Start of DATA EXCERPTS

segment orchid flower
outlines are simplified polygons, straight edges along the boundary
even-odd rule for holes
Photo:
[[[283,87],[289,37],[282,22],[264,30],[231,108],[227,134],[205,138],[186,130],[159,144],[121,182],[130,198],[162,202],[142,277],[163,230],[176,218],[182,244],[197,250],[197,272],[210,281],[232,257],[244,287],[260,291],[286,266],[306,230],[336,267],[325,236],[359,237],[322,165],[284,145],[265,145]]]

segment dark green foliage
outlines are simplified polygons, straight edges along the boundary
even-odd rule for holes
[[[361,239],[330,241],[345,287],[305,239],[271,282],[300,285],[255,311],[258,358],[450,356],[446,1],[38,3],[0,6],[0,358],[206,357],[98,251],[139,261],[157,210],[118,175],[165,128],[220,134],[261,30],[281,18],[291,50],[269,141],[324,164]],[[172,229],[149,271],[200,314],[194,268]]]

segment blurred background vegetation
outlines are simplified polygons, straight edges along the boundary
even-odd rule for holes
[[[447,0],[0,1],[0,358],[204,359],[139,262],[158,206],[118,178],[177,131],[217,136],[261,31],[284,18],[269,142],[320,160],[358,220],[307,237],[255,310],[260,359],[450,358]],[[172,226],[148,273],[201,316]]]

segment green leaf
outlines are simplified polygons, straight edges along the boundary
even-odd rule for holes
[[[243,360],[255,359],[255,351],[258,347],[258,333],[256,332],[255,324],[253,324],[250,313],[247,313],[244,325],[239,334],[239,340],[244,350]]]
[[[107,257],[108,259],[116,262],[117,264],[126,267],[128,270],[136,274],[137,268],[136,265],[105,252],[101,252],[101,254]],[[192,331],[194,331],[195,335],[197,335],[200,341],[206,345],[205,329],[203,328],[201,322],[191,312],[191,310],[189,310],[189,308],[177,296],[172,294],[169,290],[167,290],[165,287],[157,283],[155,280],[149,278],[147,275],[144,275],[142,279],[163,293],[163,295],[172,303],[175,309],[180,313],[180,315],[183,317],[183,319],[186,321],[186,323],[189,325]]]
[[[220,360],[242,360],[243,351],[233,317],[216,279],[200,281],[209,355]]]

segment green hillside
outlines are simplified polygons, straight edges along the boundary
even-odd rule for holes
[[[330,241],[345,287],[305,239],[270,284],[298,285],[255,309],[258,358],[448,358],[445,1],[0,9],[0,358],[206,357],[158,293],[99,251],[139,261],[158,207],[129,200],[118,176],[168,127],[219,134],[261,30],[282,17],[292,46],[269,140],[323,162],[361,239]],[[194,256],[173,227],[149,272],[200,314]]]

End of DATA EXCERPTS
Start of DATA EXCERPTS

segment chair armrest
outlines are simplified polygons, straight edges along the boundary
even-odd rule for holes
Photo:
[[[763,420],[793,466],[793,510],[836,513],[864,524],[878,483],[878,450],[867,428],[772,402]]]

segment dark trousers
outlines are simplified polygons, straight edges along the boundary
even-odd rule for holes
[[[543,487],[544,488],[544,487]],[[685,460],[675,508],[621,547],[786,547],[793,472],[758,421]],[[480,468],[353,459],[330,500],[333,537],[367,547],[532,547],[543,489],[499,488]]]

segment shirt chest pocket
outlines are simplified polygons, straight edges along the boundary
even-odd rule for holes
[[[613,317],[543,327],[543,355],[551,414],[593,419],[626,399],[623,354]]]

End of DATA EXCERPTS

▶ [WRITTEN PROBLEM] Find each line above that contains the word "green", and copy those lines out in full.

▶ [ANSWER TO THIS EXERCISE]
segment dark green foliage
segment green leaf
segment green hillside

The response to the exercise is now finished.